A pity that so many composers felt the need to study in Europe, especially with Nadia Boulanger, remarkable woman though she was. Those composers who may be said to  be representative of the "experimental American tradition" tended not to: it would be controvertial and no doubt incorrect to suggest that the work of those who happened to study in Europe is any less "American" for that, even though some will harbour a sneaking suspicion that that is indeed the case: certainly that was the feeling in the Cowell circle before WW2.

Incidentally, why am I the only person to have mentioned Cowell? Don't others rate his symphonies?


Franco

#31
Quote from: some guy on April 14, 2010, 08:33:35 PM
OK, I give up.

Somebody define "distinctly American character."

(Either that or go with James' "born & raised there" and give over the chimera entirely.)

((As you've probably already sussed, if you do define it, I and perhaps several others will come up with oh say a thousand or so things written by people born and raised here that don't sound anything like what you've come up with!!))

I don't think there is an American character.  That is the point - American composers are free from a national style and can do what they want to with their stylistic approach - which seems to be a quintessentially American attitude.

-*-

Request 1: Please give the forum thread again starting with "A pity that" and going on through "rate his symphonies?", switching "Cowell" to "Ives".
Request 2: List every phrase that the forum thread sets inside double quotation marks.
Request 3:
Answer from the forum thread:
(a) With whom, by name, does it say many composers studied in Europe?
(b) What does the last paragraph say American composers are free from?
(c) On what date and at what time was the quoted post by "some guy" made?
The material that comes next is separate from the forum thread.

Excerpted records:
-*-

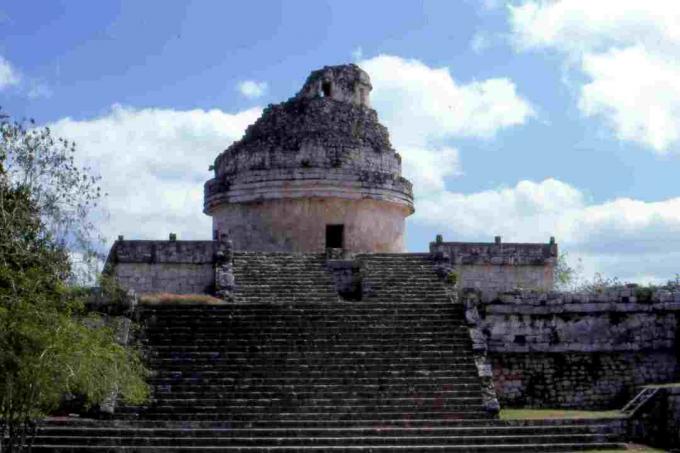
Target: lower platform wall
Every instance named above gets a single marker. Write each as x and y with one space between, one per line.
594 381
566 350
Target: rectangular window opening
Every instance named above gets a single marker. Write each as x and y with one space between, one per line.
335 235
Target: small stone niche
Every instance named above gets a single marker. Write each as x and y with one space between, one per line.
347 278
335 236
326 89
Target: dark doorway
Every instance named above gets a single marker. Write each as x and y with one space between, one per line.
326 88
335 235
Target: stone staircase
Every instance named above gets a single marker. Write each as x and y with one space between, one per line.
290 367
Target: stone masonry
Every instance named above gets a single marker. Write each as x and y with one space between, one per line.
319 159
579 350
499 266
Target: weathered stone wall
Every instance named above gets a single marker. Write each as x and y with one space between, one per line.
593 380
497 266
657 423
181 267
322 157
299 225
580 350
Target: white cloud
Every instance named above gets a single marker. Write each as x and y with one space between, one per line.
39 90
423 107
153 164
628 238
252 89
629 51
8 75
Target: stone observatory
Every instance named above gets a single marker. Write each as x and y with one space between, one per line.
315 172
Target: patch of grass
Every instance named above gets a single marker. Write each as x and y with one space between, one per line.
539 414
178 299
631 447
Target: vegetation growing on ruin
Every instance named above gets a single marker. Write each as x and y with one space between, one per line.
49 345
179 299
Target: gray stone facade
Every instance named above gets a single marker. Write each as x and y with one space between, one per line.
498 266
180 267
579 350
321 158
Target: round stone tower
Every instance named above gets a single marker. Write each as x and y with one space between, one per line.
315 172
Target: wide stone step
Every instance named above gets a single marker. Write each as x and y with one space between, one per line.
382 440
336 413
475 430
217 392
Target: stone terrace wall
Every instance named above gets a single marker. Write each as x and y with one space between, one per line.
181 267
497 266
580 350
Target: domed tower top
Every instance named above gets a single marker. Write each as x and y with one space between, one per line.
318 162
344 83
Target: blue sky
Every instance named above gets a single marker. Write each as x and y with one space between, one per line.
523 119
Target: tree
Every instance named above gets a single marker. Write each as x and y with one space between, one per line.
49 345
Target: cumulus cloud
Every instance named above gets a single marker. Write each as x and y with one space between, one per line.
630 55
252 89
623 237
8 75
424 107
153 164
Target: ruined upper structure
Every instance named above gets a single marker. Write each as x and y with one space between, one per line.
315 172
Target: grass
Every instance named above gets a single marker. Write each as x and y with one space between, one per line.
178 299
631 447
539 414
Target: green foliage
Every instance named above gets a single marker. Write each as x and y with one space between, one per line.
564 275
49 345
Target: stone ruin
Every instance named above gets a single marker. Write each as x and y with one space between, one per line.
330 336
315 172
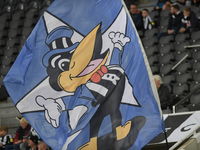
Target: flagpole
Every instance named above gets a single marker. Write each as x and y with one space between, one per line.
166 140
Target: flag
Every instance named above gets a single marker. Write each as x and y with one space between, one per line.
82 79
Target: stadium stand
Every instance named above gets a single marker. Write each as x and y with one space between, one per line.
18 18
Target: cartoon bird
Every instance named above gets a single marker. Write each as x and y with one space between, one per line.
75 60
84 63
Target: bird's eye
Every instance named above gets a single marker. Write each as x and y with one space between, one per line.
63 64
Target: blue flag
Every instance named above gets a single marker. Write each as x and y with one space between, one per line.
82 79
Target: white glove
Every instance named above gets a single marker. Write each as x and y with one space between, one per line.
53 109
119 39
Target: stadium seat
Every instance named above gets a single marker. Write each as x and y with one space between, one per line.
195 35
11 2
1 52
179 46
183 67
195 42
154 14
194 84
3 92
162 29
2 43
196 76
164 21
180 88
154 69
1 80
181 109
180 55
151 50
141 34
16 24
3 33
195 98
193 107
166 58
183 77
196 66
165 48
195 9
198 15
3 24
166 111
151 33
13 33
46 2
164 13
166 39
182 37
196 54
153 60
22 1
168 79
6 13
166 69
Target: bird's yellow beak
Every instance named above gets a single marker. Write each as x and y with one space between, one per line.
69 80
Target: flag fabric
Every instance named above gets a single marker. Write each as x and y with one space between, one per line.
82 79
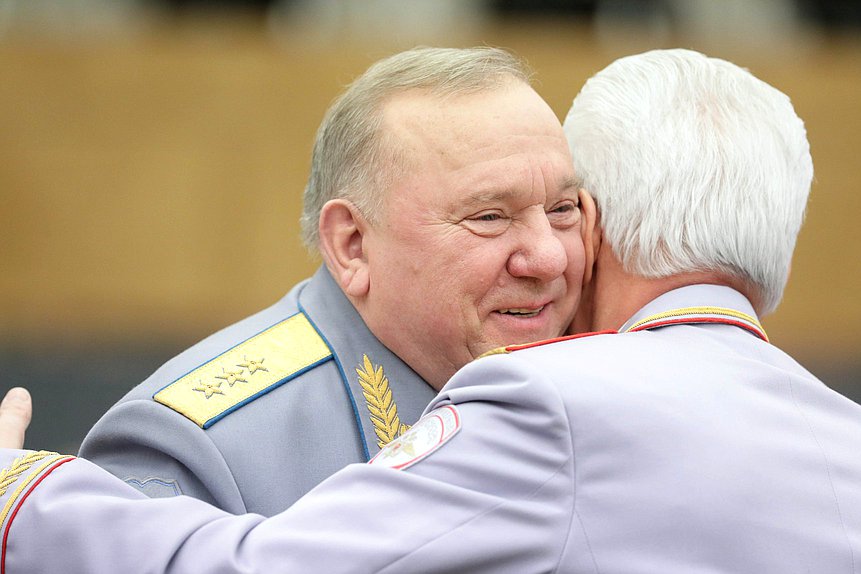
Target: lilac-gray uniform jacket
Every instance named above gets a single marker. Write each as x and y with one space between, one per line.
256 415
686 444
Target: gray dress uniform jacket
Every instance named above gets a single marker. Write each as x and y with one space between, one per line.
256 415
686 444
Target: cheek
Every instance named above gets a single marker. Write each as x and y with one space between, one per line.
576 260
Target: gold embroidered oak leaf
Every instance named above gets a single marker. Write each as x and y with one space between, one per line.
378 397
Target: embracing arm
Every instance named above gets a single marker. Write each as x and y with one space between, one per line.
494 496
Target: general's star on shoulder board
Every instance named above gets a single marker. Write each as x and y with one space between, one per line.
431 432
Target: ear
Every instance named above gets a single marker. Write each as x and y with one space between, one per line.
591 233
342 232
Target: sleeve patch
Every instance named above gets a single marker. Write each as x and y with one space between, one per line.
247 371
429 434
155 487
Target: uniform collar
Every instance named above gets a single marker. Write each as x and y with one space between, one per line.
357 349
696 304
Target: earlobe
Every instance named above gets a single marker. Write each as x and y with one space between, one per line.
342 232
591 233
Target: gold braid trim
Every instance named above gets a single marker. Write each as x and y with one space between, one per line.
20 465
378 397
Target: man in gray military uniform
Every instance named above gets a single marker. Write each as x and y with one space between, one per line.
431 259
678 440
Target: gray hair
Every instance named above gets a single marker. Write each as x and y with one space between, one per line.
696 165
351 159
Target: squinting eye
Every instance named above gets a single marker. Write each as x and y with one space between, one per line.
564 215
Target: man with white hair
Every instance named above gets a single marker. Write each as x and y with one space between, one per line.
442 200
678 439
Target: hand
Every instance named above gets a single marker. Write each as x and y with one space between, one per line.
15 413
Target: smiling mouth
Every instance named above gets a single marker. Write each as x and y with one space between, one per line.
521 312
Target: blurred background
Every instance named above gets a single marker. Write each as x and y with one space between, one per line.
153 156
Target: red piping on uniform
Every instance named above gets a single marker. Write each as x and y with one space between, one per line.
18 507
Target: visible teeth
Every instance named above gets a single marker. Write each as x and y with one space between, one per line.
522 312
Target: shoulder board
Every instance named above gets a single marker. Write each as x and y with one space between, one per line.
247 371
512 348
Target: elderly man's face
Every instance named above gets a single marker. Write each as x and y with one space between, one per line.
478 245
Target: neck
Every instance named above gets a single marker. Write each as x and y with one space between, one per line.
617 295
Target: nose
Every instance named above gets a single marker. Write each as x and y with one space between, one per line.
540 253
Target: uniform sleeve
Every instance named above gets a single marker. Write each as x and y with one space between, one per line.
161 453
497 496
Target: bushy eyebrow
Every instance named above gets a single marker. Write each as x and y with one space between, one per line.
480 198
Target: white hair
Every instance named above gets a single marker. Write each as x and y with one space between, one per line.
352 159
696 165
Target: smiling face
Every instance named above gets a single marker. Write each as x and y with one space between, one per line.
478 244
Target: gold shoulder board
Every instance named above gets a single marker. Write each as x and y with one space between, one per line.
247 371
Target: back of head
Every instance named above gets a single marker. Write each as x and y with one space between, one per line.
351 158
696 165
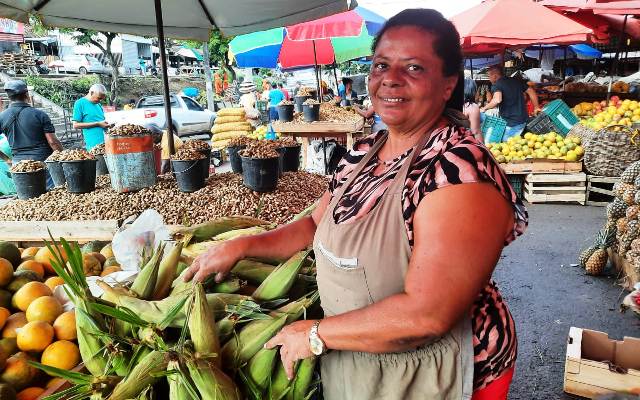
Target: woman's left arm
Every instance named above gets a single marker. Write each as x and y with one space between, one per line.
459 233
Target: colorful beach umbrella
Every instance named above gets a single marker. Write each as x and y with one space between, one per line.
338 38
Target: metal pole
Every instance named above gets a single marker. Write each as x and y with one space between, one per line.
165 77
207 76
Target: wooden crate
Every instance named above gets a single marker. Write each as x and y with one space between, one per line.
596 365
600 190
542 166
552 188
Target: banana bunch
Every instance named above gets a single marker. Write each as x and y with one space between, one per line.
206 339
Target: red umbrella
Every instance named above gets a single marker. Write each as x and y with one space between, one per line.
495 25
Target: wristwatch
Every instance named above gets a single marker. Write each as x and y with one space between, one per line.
315 343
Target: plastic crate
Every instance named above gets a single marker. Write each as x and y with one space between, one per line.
493 129
555 116
517 183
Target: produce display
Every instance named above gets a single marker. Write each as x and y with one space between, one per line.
28 166
196 341
35 327
230 123
615 114
224 194
622 229
532 146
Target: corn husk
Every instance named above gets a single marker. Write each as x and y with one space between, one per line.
240 348
141 376
211 382
167 273
281 279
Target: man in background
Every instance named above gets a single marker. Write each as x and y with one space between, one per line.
509 95
29 131
89 116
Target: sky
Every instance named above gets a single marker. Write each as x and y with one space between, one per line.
388 8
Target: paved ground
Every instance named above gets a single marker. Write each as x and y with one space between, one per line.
547 296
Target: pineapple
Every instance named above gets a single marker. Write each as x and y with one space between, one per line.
631 173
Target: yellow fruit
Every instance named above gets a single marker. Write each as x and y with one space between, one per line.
44 257
6 272
18 373
46 308
62 354
14 322
32 393
32 265
28 293
54 281
64 326
35 336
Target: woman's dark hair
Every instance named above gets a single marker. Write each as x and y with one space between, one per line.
447 38
470 90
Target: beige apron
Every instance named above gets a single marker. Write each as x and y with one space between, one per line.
361 263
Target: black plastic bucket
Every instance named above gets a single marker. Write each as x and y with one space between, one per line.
30 184
80 175
260 174
298 101
311 112
101 165
56 172
234 158
285 113
189 174
291 159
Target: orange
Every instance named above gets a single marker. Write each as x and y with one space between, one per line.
46 308
30 252
62 354
28 293
32 265
6 272
44 257
31 393
18 373
4 315
35 336
65 326
54 281
15 321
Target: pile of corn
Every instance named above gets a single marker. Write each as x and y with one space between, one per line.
230 123
206 340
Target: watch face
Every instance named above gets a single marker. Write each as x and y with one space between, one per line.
317 347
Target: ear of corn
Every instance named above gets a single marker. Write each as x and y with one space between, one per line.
281 279
202 327
253 271
302 380
167 272
207 230
141 376
145 283
260 367
212 383
239 349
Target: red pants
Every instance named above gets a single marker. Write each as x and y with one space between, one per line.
496 390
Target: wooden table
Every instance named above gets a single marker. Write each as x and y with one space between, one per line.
321 129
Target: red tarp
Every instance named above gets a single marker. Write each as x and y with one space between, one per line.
494 25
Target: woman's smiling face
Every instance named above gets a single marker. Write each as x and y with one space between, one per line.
407 86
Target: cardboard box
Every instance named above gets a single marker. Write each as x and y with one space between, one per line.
597 365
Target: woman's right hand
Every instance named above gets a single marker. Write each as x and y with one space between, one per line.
219 260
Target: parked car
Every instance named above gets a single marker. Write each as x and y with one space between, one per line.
187 116
81 64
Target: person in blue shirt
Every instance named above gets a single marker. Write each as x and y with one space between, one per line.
275 97
89 116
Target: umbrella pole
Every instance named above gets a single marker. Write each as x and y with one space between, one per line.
165 77
324 142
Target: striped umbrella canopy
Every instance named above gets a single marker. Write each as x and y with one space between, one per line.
337 38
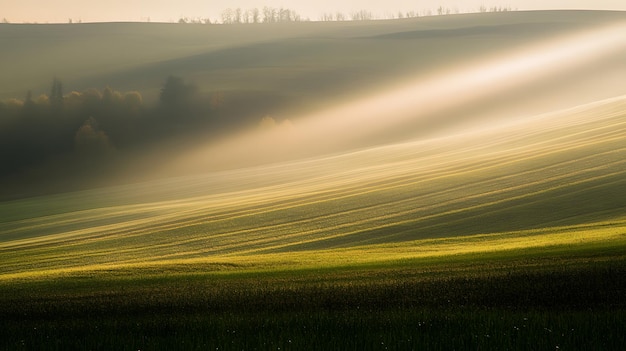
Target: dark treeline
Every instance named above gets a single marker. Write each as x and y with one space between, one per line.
97 125
285 15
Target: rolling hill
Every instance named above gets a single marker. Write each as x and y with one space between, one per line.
551 179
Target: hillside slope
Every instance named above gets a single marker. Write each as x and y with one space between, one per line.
559 170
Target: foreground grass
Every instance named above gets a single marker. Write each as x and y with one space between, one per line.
566 297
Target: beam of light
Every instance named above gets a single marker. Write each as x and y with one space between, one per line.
338 127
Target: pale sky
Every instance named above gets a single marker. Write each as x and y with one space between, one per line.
42 11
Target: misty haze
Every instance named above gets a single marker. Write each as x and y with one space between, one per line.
261 180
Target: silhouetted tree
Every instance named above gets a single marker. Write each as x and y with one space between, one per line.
56 94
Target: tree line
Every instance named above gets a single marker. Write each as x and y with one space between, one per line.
285 15
97 124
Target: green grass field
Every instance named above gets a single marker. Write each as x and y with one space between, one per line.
505 234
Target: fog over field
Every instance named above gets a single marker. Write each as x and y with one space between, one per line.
246 95
455 181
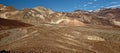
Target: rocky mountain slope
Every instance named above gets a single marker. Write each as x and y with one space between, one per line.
41 30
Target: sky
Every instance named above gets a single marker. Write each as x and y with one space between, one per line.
63 5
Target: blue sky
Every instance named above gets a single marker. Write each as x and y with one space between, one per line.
62 5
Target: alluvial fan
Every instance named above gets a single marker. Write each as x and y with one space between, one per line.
41 30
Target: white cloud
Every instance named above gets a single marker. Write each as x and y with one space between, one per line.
90 3
113 2
114 6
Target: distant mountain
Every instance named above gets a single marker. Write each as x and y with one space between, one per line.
41 30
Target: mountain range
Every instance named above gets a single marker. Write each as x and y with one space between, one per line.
41 30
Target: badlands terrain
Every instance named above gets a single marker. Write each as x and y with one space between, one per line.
41 30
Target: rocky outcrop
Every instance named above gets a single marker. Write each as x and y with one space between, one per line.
8 24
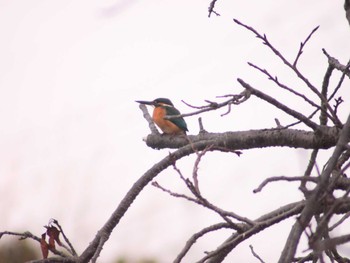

-*-

Task result 1:
A pity that so many composers felt the need to study in Europe, especially with Nadia Boulanger, remarkable woman though she was. Those composers who may be said to  be representative of the "experimental American tradition" tended not to: it would be controvertial and no doubt incorrect to suggest that the work of those who happened to study in Europe is any less "American" for that, even though some will harbour a sneaking suspicion that that is indeed the case: certainly that was the feeling in the Ives circle before WW2.

Incidentally, why am I the only person to have mentioned Ives? Don't others rate his symphonies?

Task result 2:
- "experimental American tradition"
- "American"
- "distinctly American character."
- "born & raised there"

Task result 3:
(a) Nadia Boulanger
(b) A national style
(c) April 14, 2010, at 08:33:35 PM